Work instructions =>
(a) Reproduce the stretch of the diesel injector thread from "# Diesel Injectors" through "for me tomorrow.".
(b) In the diesel injector thread, about what share of the fuel supplied by the fuel pump gets burned?
(c) Go on with the diesel injector thread from the point where it stops.

Page extract =>
►

# Diesel Injectors



## mswalt (Sep 14, 2004)

Some of you know I posted a thread a couple weeks ago about my 2001 Silverado putting out blue smoke. Took some advice and did some injection maintenance and new fuel filter. No help.

Ran by the local diesel service center here in town. Long story short, I need to replace some injectors. They were under warranty for 200K but since my truck is a 2001, no warranty. Only has 59K miles but that particular warranty is only good for 6 years, I think. So, I pay for it. Dropped off the truck this morning.

Should be ready for me tomorrow.

Anyone want to chip in for the mswalt diesel fund?









Mark


----------



## Scoutr2 (Aug 21, 2006)

Ooh! That will hit your wallet pretty hard. One thing I can tell you about early diesel injector failure is that most of the time it is caused by contaminated fuel or water in the fuel. The diesel engines in our machines, where I work, have a primary fuel filter/water separator and a (4-micron) secondary fuel filter. Some of the newer engines even have a third (4-micron) fuel filter.

With emissions regulations tightening, the dimensional tolerances on injector parts are so tight and injection pressures are so high (as high as 30,000 psi) that even the slightest amount of dirt or water in the fuel can cause the injectors to fail. The fuel is continually recycled thru the system (we only burn about 1/4 of the fuel supplied by the fuel pump - the rest returns to the tank so it cools and is continually filtered) and provides injector cooling as well as lubrication. So you can see why clean, water free fuel is necessary.

◄

Given data =>
►

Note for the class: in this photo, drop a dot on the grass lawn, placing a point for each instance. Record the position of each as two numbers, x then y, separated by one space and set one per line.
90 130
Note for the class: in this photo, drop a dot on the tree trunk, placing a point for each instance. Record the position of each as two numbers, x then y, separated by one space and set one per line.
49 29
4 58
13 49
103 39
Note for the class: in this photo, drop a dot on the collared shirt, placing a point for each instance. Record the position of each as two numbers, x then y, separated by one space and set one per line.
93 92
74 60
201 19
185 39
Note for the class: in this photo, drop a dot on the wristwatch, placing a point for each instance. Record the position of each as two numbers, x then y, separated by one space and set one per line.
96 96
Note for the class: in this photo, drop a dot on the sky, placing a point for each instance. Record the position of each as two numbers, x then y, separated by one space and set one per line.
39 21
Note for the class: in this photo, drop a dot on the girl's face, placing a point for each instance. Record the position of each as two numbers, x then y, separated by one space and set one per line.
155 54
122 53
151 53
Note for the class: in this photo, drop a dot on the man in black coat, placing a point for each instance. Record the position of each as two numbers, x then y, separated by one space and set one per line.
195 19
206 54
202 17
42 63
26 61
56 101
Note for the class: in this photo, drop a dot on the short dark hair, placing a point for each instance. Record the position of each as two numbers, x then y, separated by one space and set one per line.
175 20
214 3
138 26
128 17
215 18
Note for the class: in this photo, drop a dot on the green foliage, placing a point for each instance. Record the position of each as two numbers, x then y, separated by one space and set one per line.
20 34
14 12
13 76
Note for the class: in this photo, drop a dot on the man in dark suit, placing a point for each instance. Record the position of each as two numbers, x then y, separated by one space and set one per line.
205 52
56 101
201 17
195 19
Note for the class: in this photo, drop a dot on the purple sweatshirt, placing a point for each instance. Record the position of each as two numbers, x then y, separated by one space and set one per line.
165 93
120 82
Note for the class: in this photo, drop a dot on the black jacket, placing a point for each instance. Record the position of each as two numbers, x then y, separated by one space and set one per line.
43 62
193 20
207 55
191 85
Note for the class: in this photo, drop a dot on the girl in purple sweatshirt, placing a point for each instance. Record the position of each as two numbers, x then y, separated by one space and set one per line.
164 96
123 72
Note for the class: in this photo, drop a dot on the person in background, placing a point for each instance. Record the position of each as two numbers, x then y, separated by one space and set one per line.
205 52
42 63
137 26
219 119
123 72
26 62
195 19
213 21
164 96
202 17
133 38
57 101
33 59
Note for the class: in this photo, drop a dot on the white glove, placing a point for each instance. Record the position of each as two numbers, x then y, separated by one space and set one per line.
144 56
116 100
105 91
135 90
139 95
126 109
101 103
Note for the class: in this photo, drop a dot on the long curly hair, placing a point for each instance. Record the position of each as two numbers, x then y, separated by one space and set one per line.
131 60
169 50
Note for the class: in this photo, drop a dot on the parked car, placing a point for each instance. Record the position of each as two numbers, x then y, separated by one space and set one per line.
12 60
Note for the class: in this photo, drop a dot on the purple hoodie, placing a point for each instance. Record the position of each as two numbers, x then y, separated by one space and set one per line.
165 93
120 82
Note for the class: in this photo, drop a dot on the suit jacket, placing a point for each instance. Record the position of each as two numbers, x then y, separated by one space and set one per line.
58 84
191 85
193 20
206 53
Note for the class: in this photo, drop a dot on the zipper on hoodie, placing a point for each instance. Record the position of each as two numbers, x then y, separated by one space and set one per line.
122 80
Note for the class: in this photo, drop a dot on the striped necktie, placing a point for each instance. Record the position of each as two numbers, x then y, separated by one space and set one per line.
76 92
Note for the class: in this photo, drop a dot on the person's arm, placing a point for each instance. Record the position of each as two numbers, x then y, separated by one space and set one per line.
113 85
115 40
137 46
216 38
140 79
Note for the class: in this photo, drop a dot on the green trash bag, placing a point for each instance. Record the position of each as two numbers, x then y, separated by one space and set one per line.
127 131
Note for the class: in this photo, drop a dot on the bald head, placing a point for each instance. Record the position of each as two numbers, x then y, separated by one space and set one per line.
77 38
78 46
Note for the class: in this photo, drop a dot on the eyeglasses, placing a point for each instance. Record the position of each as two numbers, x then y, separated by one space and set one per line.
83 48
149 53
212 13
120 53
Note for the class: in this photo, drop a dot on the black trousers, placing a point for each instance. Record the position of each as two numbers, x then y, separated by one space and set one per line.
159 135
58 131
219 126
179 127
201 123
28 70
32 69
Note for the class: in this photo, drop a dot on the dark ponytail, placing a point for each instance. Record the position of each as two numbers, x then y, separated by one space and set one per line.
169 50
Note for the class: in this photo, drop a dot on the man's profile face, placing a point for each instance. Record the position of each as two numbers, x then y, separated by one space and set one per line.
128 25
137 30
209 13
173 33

◄

Final answers =>
(a)
# Diesel Injectors



## mswalt (Sep 14, 2004)

Some of you know I posted a thread a couple weeks ago about my 2001 Silverado putting out blue smoke. Took some advice and did some injection maintenance and new fuel filter. No help.

Ran by the local diesel service center here in town. Long story short, I need to replace some injectors. They were under warranty for 200K but since my truck is a 2001, no warranty. Only has 59K miles but that particular warranty is only good for 6 years, I think. So, I pay for it. Dropped off the truck this morning.

Should be ready for me tomorrow.

(b) About 1/4 of it.

(c)
Back in 2001, these strategies were just beginning, so your injectors are probably not as sensitive as the ones used in 2009 engines, but contamination will still take its toll.

Sorry to hear of your misfortune.

Mike


----------



## jdpm (Apr 12, 2007)

I believe the previous post is right on in regard to your injectors premature failure. Our '06 cummins has had all of its injectors replaced under warranty within its first 18 months of service. Mind you, Dodge/Cummins said it was due to a bad batch of injectors.
In the meantime, it was suggested that I change the fuel filter more often than recommended and use Diesel Kleen with every fill-up. So that is what I do. 
Be careful of going with a higher micron filter because it can cause fuel dileivery restriction and/or pump failure. I have read of that happening. So the solution would be a secondary filter system.
I'm sure you can find a lot of posts on the subject on-line at the www.duramaxforum.com Good luck. phillip


----------



## Nathan (Jan 2, 2007)

jdpm said:


> I believe the previous post is right on in regard to your injectors premature failure. Our '06 cummins has had all of its injectors replaced under warranty within its first 18 months of service. Mind you, Dodge/Cummins said it was due to a bad batch of injectors.
> In the meantime, it was suggested that I change the fuel filter more often than recommended and use Diesel Kleen with every fill-up. So that is what I do.
> Be careful of going with a higher micron filter because it can cause fuel dileivery restriction and/or pump failure. I have read of that happening. So the solution would be a secondary filter system.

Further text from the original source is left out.